→ **Text shown**:

__________

In the beginning I felt like lyrica helped a little with depression and anxiety, it definitely helps social anxiety, but once I started taking the high doses it all went to ****, although it did help with chronic pain.

Hopefully the low doses work better for you than they did for me. Are you taking it for fibromyalgia by any chance?

Edit: nvm, didnt see your signature


----------



## A Sense of Purpose (May 8, 2011)

I see. Im on pain meds for chronic persistant daily headache with migraine. I have also been told that lyrica is great for anxiety as well as for pain. Since i was so out of it on the ami im starting only 25mg lyrica for 5 days then 50 for 5 etc etc until i notice some results.

Im definately feeling as 'normal' as i ever have in the past year and a half (all be it with pain) so i should be able to tell relatively quickly if the lyrica has any mind numbing emotion blunting / anhedonic effects.

I have never been on any benzos for long term so i cant comment on an interaction.
Ami + temazepam made me lazy and not care for much however.


----------



## Under17 (May 4, 2010)

Strange. I feel a nootropic effect from oxycodone, benzos, alcohol, and lyrica. I feel like Albert Einstein right now or some **** lol. Maybe alcohol + lyrica is the answer to my problems? 

(everything is low dose except the lyrica, 300 mg)

Strange thing is I don't really feel any euphoria, perhaps bupropion or lyrica is blocking it? Or perhaps I've finally developed the dreaded tolerance to opiates.


----------



## Under17 (May 4, 2010)

Guide 4 Dummies said:


> I felt the same on Alprazolam, but faded away later and left me with severely impaired memory. I remember posting a thread about this ages ago.
> 
> I think the nootropic effect is due to increased focus because you are too calm to give a **** about your surroundings. I also notice that I'm a whole lot patient on Alprazolam so I can tolerate the tedious chore of studying better.


Ah ****, I typed out a longer response but it got lost somehow by logging in or something, too drunk to retype it

How much alpralozam? I didn't notice clonazepam to impair my memory except at 4 mg, which basically turned my brain into a black hole but I guess memory impairment regardless of dose is common for anyone.


----------



## euphoria (Jan 21, 2009)

I find most anticonvulsant meds dampen my reward system, and "block" thoughts, worse than SSRIs/Nardil/Remeron. Going to cross-taper valproate with gabapentin, then look into adding Remeron for Nardil's apathy. Stimulants are one of the few things that break through the fog, partly. Even opiate euphoria is dulled.


----------



## Under17 (May 4, 2010)

__________

→ **Given data**:
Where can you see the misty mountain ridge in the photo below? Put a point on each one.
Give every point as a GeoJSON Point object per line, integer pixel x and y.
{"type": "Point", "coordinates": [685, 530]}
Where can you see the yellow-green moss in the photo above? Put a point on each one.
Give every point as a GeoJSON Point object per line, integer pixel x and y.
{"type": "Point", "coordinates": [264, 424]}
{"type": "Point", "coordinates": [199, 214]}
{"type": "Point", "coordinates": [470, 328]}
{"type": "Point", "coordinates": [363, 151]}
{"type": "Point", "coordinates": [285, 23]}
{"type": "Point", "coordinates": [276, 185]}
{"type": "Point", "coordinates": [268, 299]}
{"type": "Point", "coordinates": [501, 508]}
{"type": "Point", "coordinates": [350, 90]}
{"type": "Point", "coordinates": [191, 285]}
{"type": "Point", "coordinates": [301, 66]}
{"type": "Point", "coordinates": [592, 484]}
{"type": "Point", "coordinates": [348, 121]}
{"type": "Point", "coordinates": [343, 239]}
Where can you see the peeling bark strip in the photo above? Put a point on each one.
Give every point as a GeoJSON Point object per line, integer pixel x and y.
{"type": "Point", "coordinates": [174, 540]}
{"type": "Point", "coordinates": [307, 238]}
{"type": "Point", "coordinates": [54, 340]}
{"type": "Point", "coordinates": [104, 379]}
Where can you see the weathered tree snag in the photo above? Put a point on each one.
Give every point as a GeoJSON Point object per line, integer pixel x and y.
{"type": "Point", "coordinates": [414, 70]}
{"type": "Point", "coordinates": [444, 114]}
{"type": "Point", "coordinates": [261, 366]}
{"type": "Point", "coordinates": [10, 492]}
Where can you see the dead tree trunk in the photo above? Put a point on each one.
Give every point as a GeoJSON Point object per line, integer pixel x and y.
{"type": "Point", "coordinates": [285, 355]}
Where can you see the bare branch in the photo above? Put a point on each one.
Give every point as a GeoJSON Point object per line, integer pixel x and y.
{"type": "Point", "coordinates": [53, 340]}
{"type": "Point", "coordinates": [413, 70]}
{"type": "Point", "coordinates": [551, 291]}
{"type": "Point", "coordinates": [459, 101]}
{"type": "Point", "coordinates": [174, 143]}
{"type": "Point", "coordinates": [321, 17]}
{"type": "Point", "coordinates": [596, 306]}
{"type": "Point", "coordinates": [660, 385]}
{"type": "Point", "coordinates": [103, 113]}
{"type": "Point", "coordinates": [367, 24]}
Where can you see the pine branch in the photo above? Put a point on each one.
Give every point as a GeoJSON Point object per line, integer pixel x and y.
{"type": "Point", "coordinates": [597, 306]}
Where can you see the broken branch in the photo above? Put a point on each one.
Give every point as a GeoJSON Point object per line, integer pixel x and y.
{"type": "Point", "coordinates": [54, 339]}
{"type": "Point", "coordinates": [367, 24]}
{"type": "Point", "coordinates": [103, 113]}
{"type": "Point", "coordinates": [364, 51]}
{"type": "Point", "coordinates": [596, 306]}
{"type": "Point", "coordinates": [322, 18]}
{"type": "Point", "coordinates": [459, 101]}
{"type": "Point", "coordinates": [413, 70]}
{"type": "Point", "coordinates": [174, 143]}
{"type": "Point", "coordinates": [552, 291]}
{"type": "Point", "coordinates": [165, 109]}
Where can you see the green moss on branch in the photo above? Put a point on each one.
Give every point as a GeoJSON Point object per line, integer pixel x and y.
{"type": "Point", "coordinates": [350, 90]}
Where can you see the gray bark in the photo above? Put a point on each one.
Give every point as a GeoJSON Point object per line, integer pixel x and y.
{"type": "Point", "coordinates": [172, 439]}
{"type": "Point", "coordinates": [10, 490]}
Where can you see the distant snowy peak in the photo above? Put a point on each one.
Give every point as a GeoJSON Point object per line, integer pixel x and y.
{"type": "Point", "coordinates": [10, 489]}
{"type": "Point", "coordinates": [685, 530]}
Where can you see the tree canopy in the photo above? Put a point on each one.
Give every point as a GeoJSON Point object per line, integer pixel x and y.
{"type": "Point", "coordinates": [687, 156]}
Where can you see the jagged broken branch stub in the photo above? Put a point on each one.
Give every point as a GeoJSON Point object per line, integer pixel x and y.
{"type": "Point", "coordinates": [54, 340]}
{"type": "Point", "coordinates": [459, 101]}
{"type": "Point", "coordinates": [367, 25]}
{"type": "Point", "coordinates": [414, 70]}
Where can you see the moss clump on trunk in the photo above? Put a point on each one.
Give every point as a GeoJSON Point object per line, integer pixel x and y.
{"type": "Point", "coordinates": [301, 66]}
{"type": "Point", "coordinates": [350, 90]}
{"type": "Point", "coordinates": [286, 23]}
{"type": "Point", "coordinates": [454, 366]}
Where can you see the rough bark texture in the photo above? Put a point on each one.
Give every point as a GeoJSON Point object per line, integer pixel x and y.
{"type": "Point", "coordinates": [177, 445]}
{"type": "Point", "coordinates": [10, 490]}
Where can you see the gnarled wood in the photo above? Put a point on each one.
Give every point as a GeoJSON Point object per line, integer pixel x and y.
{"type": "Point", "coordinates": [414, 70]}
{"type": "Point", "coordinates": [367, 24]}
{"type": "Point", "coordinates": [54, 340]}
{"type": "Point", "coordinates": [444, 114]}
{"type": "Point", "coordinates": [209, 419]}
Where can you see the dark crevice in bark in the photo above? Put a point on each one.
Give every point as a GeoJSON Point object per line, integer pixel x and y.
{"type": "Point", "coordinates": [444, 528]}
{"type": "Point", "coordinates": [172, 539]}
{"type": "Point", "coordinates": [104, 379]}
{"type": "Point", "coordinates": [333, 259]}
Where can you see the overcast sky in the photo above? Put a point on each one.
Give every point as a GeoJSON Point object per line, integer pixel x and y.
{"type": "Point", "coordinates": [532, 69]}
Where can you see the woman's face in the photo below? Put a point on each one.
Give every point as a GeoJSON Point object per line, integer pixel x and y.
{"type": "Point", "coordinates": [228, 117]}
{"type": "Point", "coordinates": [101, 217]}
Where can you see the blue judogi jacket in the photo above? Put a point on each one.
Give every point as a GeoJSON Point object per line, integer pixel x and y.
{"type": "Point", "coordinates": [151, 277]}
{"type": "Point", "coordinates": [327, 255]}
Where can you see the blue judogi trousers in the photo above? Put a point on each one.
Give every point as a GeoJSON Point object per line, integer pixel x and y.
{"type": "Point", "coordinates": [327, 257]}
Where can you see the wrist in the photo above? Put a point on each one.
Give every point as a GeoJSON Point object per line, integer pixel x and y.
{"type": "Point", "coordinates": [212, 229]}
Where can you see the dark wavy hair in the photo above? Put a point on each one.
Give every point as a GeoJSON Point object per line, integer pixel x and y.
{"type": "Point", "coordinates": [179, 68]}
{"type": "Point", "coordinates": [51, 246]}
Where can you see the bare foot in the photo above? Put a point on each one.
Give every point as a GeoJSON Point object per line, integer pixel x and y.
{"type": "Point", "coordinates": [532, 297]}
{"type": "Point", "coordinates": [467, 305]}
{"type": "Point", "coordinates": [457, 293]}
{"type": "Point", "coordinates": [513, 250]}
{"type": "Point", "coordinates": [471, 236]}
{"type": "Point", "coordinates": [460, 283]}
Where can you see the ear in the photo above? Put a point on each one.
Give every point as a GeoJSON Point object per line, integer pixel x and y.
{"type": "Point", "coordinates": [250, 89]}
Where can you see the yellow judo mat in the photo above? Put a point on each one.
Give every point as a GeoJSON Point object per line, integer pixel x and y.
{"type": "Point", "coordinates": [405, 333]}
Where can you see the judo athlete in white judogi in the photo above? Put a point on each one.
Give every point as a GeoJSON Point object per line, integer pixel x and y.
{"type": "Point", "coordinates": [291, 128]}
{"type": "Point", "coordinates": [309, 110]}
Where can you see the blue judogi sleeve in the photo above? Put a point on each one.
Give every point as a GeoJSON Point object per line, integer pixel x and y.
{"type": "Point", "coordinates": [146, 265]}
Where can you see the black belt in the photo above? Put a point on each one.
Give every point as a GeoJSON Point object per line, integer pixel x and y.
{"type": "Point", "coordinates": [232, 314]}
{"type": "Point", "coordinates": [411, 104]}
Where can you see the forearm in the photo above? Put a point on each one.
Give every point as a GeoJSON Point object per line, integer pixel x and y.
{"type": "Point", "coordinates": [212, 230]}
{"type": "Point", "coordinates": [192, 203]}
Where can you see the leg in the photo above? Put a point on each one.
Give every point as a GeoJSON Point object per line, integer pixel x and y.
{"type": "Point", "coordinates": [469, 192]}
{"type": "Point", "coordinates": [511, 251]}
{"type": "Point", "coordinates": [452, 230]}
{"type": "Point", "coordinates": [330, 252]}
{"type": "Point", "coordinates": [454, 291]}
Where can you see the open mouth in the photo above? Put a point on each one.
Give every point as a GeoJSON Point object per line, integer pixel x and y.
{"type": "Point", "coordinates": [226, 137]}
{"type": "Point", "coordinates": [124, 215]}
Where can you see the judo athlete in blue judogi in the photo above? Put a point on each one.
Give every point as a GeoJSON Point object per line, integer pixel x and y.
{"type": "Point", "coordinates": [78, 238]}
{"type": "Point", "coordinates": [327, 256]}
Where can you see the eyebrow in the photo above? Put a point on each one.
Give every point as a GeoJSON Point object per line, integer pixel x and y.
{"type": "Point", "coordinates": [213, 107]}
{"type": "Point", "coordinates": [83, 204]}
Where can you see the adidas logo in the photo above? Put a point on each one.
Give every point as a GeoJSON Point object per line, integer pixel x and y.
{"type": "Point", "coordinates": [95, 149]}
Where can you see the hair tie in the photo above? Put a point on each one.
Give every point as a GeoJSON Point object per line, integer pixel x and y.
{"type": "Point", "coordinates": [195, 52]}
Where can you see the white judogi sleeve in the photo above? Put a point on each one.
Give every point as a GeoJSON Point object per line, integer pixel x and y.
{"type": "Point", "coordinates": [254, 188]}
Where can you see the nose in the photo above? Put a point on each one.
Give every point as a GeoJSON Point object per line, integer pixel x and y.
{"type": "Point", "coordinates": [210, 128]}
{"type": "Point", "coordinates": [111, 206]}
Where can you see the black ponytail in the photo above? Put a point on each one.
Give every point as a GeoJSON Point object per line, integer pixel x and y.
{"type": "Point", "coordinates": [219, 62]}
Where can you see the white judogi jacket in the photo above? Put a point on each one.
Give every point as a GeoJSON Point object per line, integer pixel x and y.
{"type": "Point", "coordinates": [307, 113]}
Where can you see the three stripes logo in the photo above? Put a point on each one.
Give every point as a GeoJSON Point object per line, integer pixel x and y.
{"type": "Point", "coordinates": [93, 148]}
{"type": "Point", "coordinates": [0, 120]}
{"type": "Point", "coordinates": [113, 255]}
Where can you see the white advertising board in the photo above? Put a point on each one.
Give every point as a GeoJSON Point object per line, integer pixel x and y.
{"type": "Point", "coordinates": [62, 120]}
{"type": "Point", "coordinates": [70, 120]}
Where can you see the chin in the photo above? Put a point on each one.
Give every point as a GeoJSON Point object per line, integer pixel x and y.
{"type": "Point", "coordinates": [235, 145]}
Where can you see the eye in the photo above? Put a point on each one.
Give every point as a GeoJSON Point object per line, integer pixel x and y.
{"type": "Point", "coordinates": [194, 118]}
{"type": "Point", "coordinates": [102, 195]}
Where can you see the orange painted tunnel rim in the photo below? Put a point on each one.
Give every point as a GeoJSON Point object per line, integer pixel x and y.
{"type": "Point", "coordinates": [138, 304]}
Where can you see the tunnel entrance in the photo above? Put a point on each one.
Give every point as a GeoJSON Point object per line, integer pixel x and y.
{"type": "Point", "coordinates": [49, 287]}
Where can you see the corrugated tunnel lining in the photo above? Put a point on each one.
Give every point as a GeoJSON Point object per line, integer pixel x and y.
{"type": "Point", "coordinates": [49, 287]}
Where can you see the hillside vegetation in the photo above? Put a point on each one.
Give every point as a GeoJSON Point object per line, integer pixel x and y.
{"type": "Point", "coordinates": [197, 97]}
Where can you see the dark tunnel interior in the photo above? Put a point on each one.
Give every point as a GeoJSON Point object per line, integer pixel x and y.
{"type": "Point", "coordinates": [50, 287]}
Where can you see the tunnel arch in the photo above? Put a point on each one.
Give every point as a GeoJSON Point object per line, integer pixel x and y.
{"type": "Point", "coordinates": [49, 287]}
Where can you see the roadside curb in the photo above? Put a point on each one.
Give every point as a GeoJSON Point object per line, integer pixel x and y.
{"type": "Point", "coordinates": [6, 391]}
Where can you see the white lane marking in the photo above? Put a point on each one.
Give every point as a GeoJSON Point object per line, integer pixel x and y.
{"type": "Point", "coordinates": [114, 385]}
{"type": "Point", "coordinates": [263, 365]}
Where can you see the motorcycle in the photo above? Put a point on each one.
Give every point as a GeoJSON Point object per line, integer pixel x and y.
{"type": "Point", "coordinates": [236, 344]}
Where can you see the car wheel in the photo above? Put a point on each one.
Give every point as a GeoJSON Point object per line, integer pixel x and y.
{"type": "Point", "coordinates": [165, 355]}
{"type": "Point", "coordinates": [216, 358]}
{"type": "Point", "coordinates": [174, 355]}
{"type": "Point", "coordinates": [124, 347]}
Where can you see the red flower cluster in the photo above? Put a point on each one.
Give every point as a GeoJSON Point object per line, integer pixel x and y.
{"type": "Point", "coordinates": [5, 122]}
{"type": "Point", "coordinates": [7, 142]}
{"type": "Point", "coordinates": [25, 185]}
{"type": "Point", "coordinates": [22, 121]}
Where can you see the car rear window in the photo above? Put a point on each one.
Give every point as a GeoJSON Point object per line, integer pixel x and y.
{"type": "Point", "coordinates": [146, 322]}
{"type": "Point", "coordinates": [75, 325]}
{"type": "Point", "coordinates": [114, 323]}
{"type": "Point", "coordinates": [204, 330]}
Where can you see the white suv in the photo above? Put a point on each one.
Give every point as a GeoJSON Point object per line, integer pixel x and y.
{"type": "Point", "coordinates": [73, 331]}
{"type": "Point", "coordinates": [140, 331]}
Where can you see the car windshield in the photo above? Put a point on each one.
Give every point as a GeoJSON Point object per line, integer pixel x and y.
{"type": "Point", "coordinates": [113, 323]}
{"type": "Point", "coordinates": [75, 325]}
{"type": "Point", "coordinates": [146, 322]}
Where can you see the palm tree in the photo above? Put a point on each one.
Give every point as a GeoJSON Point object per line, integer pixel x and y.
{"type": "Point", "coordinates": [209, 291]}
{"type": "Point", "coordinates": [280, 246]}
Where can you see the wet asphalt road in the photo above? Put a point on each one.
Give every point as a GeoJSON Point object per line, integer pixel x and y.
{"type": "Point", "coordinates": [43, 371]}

__________

→ **Exercise tasks**:
**1)** In the forum thread about Lyrica, what dose of Lyrica does Under17 say they are taking while everything else is low dose?
**2)** From the forum thread about Lyrica, copy out everything from "Strange. I feel" down to "to my problems?".

→ **Responses by item number**:
**1)** 300 mg.

**2)**
Strange. I feel a nootropic effect from oxycodone, benzos, alcohol, and lyrica. I feel like Albert Einstein right now or some **** lol. Maybe alcohol + lyrica is the answer to my problems?